文書の一部:
和歌山県中央部に位置する有田川町では、環境と経済を両立した独自の「有田川エコプロジェクト」を推進。町営の小水力発電所や太陽光発電所など再生可能エネルギーが生む経済効果は年間約1.5億円にのぼる。再生可能エネルギーの収益を次のエコ事業に再投資し、さらなる収益を生み出すエコタウンとして、全国から視察が絶えないという。

Interview

和歌山県有田川町(ありだがわちょう)
建設環境部 環境衛生課
課長 平松 紀幸 (ひらまつ のりゆき)さん

徹底したごみの分別・集積によって業務委託費がマイナスに。

平成18年に吉備町・金屋町・清水町の旧3町が合併して誕生した有田川町。前身の旧吉備町では、環境センターの処理能力が限界に達したことから、平成4年頃よりごみの総量削減を検討することになった。

「当時、ごみの徹底分別による資源ごみのリサイクル化とそれに伴い、まちの空き地などを利用して、ごみ集積場となる『ごみステーション』を設置することにしました。徹底分別とごみステーション設置場所の提供には住民理解が必要だったため、職員が自治会を一つひとつまわって対話を繰り返しました」と話すのは、同町環境衛生課の平松さん。

そうして自治会単位でごみステーションを設置。これまで、ごみが道路にはみ出し交通の妨げになることもあったが、同ステーションへの集積と住民側の分別意識の向上によって、品質の良い資源ごみへと変化したという。これまで収集・運搬・処理費に3,200万円かかっていたが、資源ごみの質が評価されたことで受託事業者が200万円を支払う「マイナス入札」となった。

町民の努力によって生み出した貴重な財源を有効活用したいという思いから、平成20年度、2,200万円(処理運搬削減額+マイナス入札額)を原資に、ごみの削減・資源化と再生可能エネルギーの普及を目的とした「低炭素社会づくり推進基金(現:循環型社会の構築と自然エネルギー推進基金)」を設立。太陽光発電設備の導入や生ごみ処理機の補助金制度のほか、コンポストの無償貸与などに活用されている。

ステーション化されたごみ集積場▲ ステーション化されたごみ集積場

▲ 無償貸与のコンポスト

職員発案の「町営小水力発電所」で年間4,000万円以上の売電収入に。

平成21年には、再生可能エネルギー関連事業として「有田川エコプロジェクト」が始動。主に、プラスチック収集場の屋根に太陽光パネルの設置などを行っていたが、以前より、有田川上流に設置されている県営多目的ダムを再生可能エネルギーとして利用する構想も検討されていた。

「このダム(二川ダム)は、下流域の環境維持のために毎秒約0.7tと、お風呂3杯分にも相当する水が放流されています。ここに目を付けた当時の職員が、環境維持放流水を小水力発電(計画最大発電量199㎾h)にして活用すれば、まちの自主財源にもなりCO2も削減できると考えたのです」。こうして、発電所の設置を現町長に直談判。そのアイデアが採用され、全国的にも例のない町営小水力発電所の実現に向けたチャレンジが、同エコプロジェクトの目玉としてスタートした。

作業指示:
1. 有田川町の文書をもとに、次の問いに答えてください。解答には問いと同じ記号を付けてください。
(a) 旧3町が合併して有田川町が誕生したのは平成何年ですか。
(b) 「マイナス入札」で受託事業者が支払うことになった金額はいくらですか。
(c) 二川ダムから下流域の環境維持のために放流されている水の量は、毎秒約何tですか。
2. 有田川町の文書で「町民の努力によって」から始まる段落を、要点を残して箇条書きにまとめてください。
3. 有田川町の文書を、最後の段落の後から書き進めてください。
行は作業には使いません。

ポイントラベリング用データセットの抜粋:
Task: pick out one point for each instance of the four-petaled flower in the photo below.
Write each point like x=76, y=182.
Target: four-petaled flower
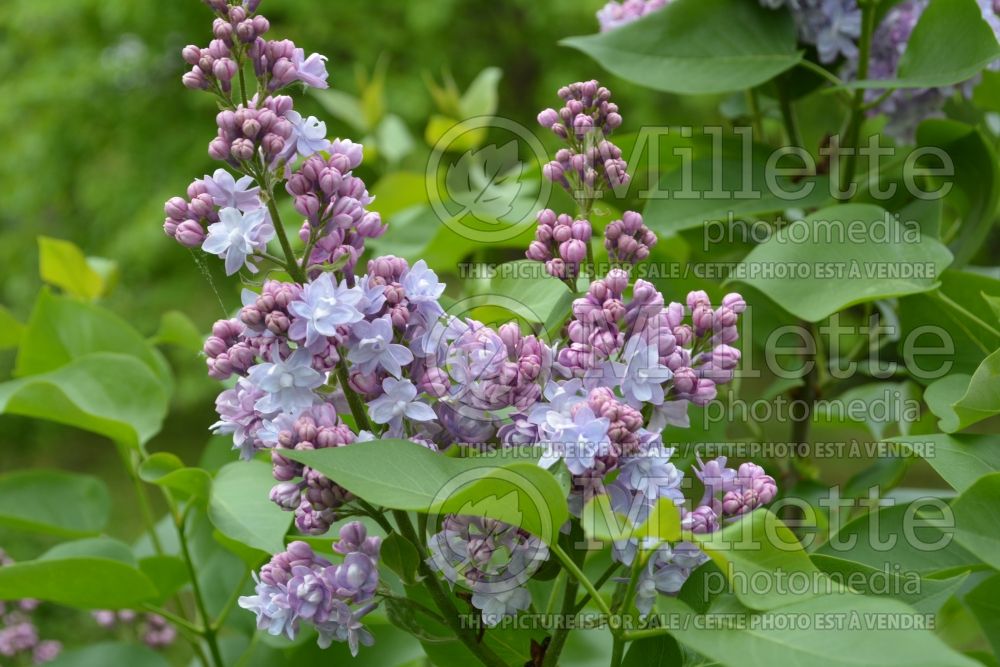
x=372, y=348
x=287, y=384
x=398, y=401
x=324, y=306
x=238, y=235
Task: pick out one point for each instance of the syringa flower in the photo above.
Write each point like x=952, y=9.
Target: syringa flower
x=577, y=439
x=372, y=348
x=312, y=70
x=227, y=192
x=398, y=401
x=423, y=289
x=643, y=374
x=308, y=136
x=237, y=236
x=287, y=384
x=324, y=306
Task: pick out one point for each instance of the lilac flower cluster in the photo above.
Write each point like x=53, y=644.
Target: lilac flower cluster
x=561, y=243
x=584, y=122
x=299, y=586
x=492, y=559
x=327, y=341
x=154, y=630
x=834, y=28
x=617, y=13
x=19, y=639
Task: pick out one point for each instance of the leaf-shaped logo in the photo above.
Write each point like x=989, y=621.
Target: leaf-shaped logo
x=486, y=182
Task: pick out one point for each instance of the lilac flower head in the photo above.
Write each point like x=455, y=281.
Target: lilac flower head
x=287, y=384
x=238, y=236
x=324, y=306
x=398, y=401
x=312, y=70
x=227, y=192
x=308, y=136
x=372, y=348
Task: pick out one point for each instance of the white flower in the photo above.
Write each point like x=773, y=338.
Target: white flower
x=308, y=138
x=398, y=401
x=312, y=70
x=227, y=192
x=324, y=306
x=372, y=348
x=238, y=235
x=287, y=384
x=423, y=289
x=577, y=439
x=644, y=375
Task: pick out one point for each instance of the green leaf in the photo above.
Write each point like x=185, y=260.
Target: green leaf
x=698, y=46
x=982, y=398
x=10, y=329
x=400, y=474
x=977, y=515
x=743, y=193
x=62, y=329
x=241, y=510
x=111, y=653
x=905, y=537
x=401, y=557
x=169, y=573
x=925, y=595
x=166, y=470
x=843, y=631
x=984, y=601
x=856, y=268
x=480, y=98
x=660, y=651
x=176, y=328
x=975, y=190
x=64, y=265
x=959, y=459
x=92, y=574
x=113, y=395
x=54, y=502
x=760, y=547
x=950, y=44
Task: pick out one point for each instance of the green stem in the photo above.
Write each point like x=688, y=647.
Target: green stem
x=209, y=632
x=788, y=115
x=853, y=133
x=450, y=612
x=294, y=270
x=559, y=637
x=603, y=579
x=578, y=574
x=353, y=399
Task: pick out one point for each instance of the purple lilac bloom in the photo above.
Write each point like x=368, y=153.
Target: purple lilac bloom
x=324, y=306
x=287, y=384
x=372, y=348
x=237, y=236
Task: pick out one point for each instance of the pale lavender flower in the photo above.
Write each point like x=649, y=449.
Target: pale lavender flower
x=323, y=307
x=287, y=384
x=272, y=608
x=237, y=236
x=398, y=401
x=577, y=440
x=643, y=374
x=227, y=192
x=312, y=70
x=308, y=136
x=500, y=604
x=423, y=289
x=372, y=348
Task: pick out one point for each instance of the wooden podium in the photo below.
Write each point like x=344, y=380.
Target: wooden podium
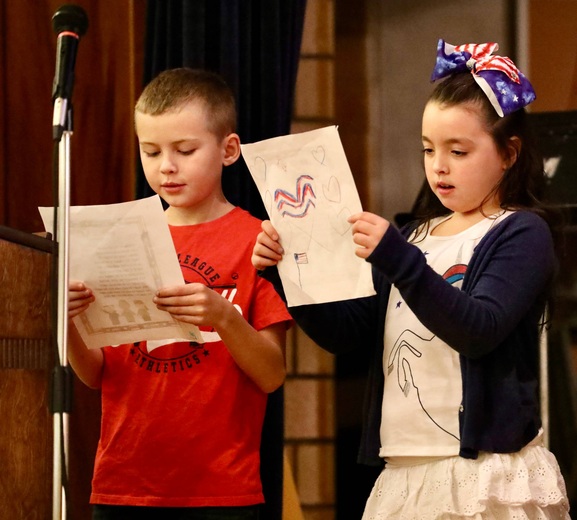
x=26, y=361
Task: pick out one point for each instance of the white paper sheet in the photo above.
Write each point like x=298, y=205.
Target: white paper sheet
x=124, y=253
x=309, y=192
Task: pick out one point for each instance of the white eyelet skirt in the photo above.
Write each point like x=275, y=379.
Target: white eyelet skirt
x=513, y=486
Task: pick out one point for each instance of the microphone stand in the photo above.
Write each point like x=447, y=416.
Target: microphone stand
x=61, y=376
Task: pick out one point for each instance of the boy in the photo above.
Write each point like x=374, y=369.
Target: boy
x=183, y=442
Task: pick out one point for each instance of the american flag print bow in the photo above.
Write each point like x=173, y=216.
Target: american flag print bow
x=505, y=86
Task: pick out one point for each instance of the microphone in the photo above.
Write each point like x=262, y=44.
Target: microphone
x=69, y=23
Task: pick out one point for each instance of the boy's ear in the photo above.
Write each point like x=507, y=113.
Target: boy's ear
x=231, y=149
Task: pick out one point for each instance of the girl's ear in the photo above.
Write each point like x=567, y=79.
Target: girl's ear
x=513, y=151
x=231, y=148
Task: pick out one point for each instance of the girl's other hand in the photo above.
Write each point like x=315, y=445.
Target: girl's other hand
x=368, y=230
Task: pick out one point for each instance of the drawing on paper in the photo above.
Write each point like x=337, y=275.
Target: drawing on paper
x=309, y=192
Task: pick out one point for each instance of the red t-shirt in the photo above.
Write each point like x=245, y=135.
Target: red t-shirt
x=181, y=424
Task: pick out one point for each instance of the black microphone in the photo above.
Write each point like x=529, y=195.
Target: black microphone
x=69, y=23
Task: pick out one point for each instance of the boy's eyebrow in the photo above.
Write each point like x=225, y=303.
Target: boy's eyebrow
x=179, y=141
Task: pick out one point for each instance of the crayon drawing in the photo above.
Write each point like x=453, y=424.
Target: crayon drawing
x=309, y=192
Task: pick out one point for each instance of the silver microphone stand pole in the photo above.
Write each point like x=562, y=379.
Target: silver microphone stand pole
x=62, y=380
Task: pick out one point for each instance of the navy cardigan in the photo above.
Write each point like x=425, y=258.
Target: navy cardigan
x=493, y=321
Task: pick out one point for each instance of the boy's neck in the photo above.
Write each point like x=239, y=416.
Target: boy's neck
x=178, y=216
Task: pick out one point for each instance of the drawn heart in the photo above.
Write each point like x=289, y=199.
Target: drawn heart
x=332, y=192
x=319, y=154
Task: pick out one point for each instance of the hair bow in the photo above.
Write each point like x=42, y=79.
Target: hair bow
x=505, y=86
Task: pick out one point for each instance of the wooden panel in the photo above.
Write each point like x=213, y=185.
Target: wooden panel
x=103, y=145
x=25, y=359
x=553, y=54
x=103, y=162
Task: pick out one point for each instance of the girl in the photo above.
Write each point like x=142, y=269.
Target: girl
x=452, y=403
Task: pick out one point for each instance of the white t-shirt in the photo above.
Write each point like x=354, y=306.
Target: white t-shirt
x=423, y=388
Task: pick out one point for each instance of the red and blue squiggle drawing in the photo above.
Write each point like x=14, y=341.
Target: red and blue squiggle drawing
x=298, y=205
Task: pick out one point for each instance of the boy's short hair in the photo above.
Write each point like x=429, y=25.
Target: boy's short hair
x=173, y=88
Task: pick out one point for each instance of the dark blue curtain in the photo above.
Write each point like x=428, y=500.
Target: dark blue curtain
x=255, y=46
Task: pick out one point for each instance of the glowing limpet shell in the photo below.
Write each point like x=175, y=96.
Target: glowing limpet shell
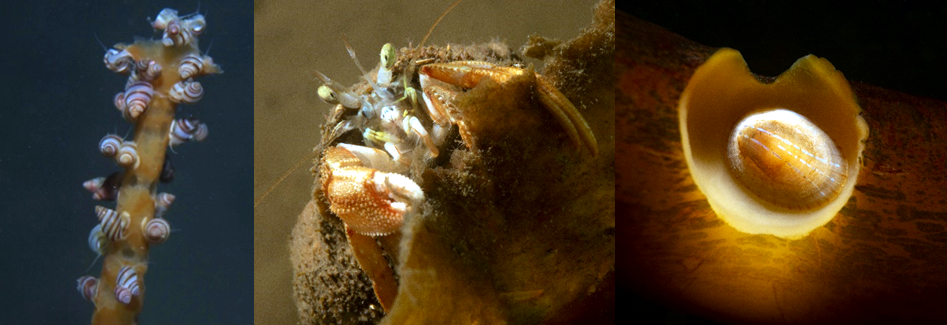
x=722, y=92
x=784, y=159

解答一覧:
1.
(a) 平成18年
(b) 200万円
(c) 毎秒約0.7t

2.
- 平成20年度、町民の努力で生まれた財源を有効活用するため、基金を設立した。
- 原資は2,200万円(処理運搬削減額とマイナス入札額の合計)である。
- 名称は「低炭素社会づくり推進基金」で、現在は「循環型社会の構築と自然エネルギー推進基金」である。
- 目的は、ごみの削減・資源化と再生可能エネルギーの普及である。
- 使い道は、太陽光発電設備の導入、生ごみ処理機の補助金制度、コンポストの無償貸与などである。

3.
しかし、そこに大きな壁が立ちはだかった。法律上、多目的ダムのアロケーション(経営参加するための負担率)は、特定多目的ダム法施行令第2条(分離費用身替り妥当支出法)によるとされている。しかし、環境維持放流施設では過去の省庁間のやりとりを根拠に流量比例によるとされた。施行令による負担率では年間0.2億円で済む負担金だが、流量比例であれば年間3.5億円と、小水力発電所の経営収支が成り立たなくなってしまう。

「施行令による負担率にしてほしいと、担当者が県に何度も掛け合いましたが交渉は難航。しかし、東日本大震災などの自然災害によって再生可能エネルギーが見直されたことをきっかけに、風向きが変わりました。約7年もの歳月をかけて、ようやく県の理解と協力を得て、特定多目的ダム法施行令第2条(分離費用身替り妥当支出法)による持分負担が認められました」。

こうして、平成28年2月に念願の「二川小水力発電所」が竣工。今日、同発電所で年間約4,000万円以上もの売電収入を生み出しており、約2.8億円かかった総工費用はわずか7年で回収できたという。

二川小水力発電所▲ 二川小水力発電所

再生可能エネルギーの収益をさらなるエコ事業に再投資する。

小水力発電をはじめ、ソーラーパネルによる太陽光発電設備補助などにより、再生可能エネルギーの経済効果は年間約1.5億円※にまでのぼったという同町。有田川エコプロジェクトによる、再生可能エネルギーの売電益は、毎年約5,000万円にものぼり、「循環型社会の構築と自然エネルギー推進基金」に積み立てられ、太陽光発電システムの設置、オフグリッド型の発電設備設置以外にも、防犯灯のLED化、ごみステーションの維持管理費、ごみ分別の啓発パンフレット制作など各施策に活用されている。

「基金の財源があるからこそ、まずモデル事業を実施して、うまくいったら横展開するというアクションが可能になっています」。エコ事業で生み出した財源で新たなエコ事業に投資し、さらなる財源を生み出す……という地産地消の経済循環を、まち全体で確立している。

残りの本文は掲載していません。